(Beginning of DATA TO EXAMINE)
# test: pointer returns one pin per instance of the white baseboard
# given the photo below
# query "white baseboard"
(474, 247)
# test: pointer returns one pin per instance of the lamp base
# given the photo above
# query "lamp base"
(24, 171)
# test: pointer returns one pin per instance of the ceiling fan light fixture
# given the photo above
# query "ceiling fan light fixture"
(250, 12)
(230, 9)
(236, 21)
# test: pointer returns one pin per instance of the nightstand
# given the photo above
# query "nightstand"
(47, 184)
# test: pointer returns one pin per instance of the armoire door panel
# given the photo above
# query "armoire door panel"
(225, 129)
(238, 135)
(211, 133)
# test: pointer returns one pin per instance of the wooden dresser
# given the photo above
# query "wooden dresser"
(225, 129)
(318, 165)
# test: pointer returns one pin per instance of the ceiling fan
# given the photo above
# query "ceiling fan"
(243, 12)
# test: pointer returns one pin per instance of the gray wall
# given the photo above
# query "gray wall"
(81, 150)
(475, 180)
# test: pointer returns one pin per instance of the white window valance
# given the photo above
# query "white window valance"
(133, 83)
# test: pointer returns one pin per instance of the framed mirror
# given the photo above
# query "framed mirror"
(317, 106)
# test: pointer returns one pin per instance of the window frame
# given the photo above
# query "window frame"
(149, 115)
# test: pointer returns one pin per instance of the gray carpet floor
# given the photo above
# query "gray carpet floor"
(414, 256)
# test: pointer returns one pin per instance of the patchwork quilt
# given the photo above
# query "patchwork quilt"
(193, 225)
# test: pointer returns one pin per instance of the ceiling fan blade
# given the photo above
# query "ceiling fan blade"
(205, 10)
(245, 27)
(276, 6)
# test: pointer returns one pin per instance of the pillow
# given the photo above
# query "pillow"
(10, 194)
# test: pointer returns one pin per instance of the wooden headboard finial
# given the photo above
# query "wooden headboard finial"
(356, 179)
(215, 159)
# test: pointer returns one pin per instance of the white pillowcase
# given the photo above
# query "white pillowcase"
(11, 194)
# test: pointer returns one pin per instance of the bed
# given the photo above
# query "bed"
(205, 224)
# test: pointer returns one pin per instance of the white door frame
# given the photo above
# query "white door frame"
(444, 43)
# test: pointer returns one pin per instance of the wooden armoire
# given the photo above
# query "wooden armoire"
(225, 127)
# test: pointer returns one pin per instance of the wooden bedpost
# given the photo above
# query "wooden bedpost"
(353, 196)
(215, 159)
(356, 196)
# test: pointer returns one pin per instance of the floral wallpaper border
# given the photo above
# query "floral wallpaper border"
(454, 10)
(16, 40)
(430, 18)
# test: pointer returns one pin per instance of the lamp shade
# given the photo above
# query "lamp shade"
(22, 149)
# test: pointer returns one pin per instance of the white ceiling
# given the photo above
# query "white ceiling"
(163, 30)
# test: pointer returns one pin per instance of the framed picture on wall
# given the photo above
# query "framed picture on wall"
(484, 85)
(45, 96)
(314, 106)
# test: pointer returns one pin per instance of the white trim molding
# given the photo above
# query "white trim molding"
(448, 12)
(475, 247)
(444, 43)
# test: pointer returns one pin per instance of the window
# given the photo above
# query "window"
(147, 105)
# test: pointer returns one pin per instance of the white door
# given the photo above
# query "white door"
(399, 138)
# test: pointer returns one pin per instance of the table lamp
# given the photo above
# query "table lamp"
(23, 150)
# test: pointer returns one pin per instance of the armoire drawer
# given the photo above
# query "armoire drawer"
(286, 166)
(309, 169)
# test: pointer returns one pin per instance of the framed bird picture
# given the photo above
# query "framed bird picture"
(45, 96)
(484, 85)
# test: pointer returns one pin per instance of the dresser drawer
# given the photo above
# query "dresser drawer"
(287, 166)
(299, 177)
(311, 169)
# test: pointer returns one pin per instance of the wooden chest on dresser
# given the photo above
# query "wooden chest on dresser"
(End of DATA TO EXAMINE)
_AIM OF THE TASK_. Among the records, find the lines that contain "chest" and copy each of them.

_OUTPUT OF THE EXERCISE_.
# test: pointer returns one pin per instance of the wooden chest on dresser
# query "wooden chest on dresser"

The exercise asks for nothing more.